● **What to do**: Reproduce part of the records below verbatim, starting with the line that contains "Locate the dirt" and ending after the line that contains "[[361, 369]]".

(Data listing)
# # # #

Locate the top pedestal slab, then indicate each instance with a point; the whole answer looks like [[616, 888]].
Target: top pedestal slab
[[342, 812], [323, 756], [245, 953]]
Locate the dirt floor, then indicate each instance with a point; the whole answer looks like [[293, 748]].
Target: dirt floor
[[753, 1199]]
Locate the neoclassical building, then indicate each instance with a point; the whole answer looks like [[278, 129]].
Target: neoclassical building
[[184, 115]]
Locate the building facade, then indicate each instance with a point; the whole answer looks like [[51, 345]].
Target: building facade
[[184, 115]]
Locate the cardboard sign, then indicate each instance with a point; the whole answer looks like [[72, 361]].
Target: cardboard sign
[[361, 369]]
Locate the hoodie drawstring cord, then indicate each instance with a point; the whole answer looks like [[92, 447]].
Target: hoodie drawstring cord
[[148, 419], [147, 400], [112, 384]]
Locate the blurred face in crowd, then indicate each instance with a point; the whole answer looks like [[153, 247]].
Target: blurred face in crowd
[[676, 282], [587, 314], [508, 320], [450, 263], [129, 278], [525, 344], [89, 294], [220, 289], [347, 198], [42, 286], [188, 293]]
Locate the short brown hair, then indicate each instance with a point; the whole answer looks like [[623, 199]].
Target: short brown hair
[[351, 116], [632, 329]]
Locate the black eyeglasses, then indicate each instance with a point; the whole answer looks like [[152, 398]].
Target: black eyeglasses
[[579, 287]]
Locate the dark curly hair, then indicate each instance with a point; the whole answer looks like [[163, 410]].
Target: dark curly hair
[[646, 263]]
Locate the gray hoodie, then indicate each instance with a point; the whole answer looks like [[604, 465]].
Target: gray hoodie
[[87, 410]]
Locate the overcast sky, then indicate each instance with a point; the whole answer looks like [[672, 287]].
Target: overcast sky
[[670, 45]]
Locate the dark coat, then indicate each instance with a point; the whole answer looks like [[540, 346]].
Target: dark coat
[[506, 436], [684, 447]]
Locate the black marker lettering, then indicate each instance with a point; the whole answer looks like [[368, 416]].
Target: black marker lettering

# # # #

● **Task answer**:
Locate the dirt floor, then indicate each instance with a point; the whole answer looks like [[293, 748]].
Target: dirt floor
[[753, 1199]]
Locate the neoclassical building, then indicate each instance with a point; the whole answer looks like [[278, 129]].
Target: neoclassical building
[[184, 115]]
Locate the building facade, then indicate each instance with a point; the whole answer looks like [[51, 345]].
Target: building facade
[[184, 115]]
Locate the cardboard sign, then indicate each instance with a point; the whole answer looks like [[72, 361]].
Target: cardboard sign
[[361, 369]]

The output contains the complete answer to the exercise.